## Ausgewählter Auszug
=======
In Anerkennung der hervorragenden Leistung unserer KKW beschloss der Bundestag im Oktober 2010 eine Verlängerung der geplanten AKW-Laufzeiten je nach Alter um 8 bis 14 Jahre und verlangte gleichzeitig quasi als kleine Gegenleistung eine Steuer auf den eingesetzten Kernbrennstoff, die sogenannte Brennelementesteuer.

Das Unglück von Fukushima im März 2011 bewog unsere Regierung, die sieben ältesten Reaktoren vorsorglich für zunächst drei Monate abzuschalten und die Laufzeitverlängerung entsprechend ruhen zu lassen (Moratorium). Drei Monate später beschloss man in einer Art Panikreaktion die endgültige Stilllegung der sieben "Moratoriumsmeiler" und das Auslaufen unserer restlichen neun AKW bis 2022 (Energiewende). Dadurch wurde die teilweise bis 2035 reichende Laufzeitverlängerung hinfällig.

Demgemäß hätte die Brennstoffsteuer entfallen müssen, denn sie war ja gewissermaßen als Preis für die wirtschaftlich günstige Perspektive vereinbart worden, die sich den Betreibern durch die Laufzeitverlängerung eröffnete. Doch die Betreiber müssen nun "Atomsteuer" zahlen, obwohl die restlichen AKW durch die Wende zum vorzeitigen "Aus" verurteilt wurden. Im Jahr 2014 dürften 2,5 Milliarden Euro gezahlt worden sein - ohne Geschäftsgrundlage. Gegen diesen Schurkenstreich gibt es leider keine rechtliche Handhabe.
=======
## Aufgabenliste
1. Fasse den Absatz des Auszugs zur Brennelementesteuer, der mit „Das Unglück von Fukushima“ beginnt, als Stichpunktliste zusammen und behalte dabei seine wesentlichen Fakten bei.
2. Um wie viele Jahre verlängerte der Bundestag laut dem Auszug zur Brennelementesteuer im Oktober 2010 die geplanten AKW-Laufzeiten?
3. Gib den Wortlaut des Auszugs zur Brennelementesteuer unverändert aus, beginnend bei „In Anerkennung der“ und endend bei „die sogenannte Brennelementesteuer.“.
Die Daten haben keinen Bezug zum Auszug zur Brennelementesteuer.

## Gespeicherte Daten
=======
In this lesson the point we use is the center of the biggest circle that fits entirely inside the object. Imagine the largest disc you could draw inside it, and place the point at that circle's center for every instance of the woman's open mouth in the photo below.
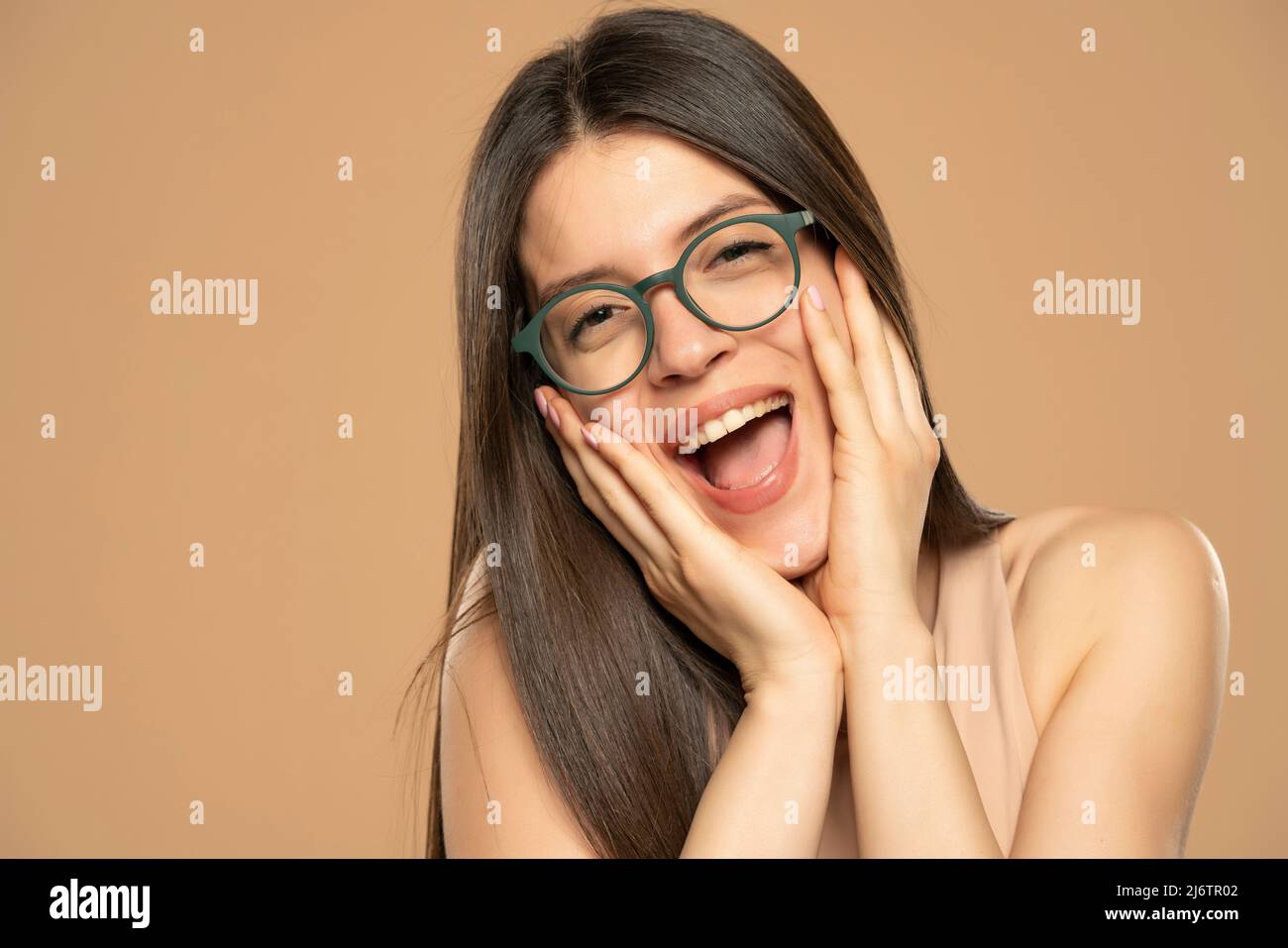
(743, 453)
=======
## Ergebnisse der Reihe nach
1.
- Nach dem Unglück von Fukushima im März 2011 schaltete die Regierung die sieben ältesten Reaktoren vorsorglich für zunächst drei Monate ab. Die Laufzeitverlängerung ruhte während dieser Zeit (Moratorium).
- Drei Monate später wurde die endgültige Stilllegung der sieben „Moratoriumsmeiler“ beschlossen. Zugleich wurde festgelegt, dass die restlichen neun AKW bis 2022 auslaufen (Energiewende).
- Dadurch wurde die teilweise bis 2035 reichende Laufzeitverlängerung hinfällig.

2. Je nach Alter um 8 bis 14 Jahre.

3.
In Anerkennung der hervorragenden Leistung unserer KKW beschloss der Bundestag im Oktober 2010 eine Verlängerung der geplanten AKW-Laufzeiten je nach Alter um 8 bis 14 Jahre und verlangte gleichzeitig quasi als kleine Gegenleistung eine Steuer auf den eingesetzten Kernbrennstoff, die sogenannte Brennelementesteuer.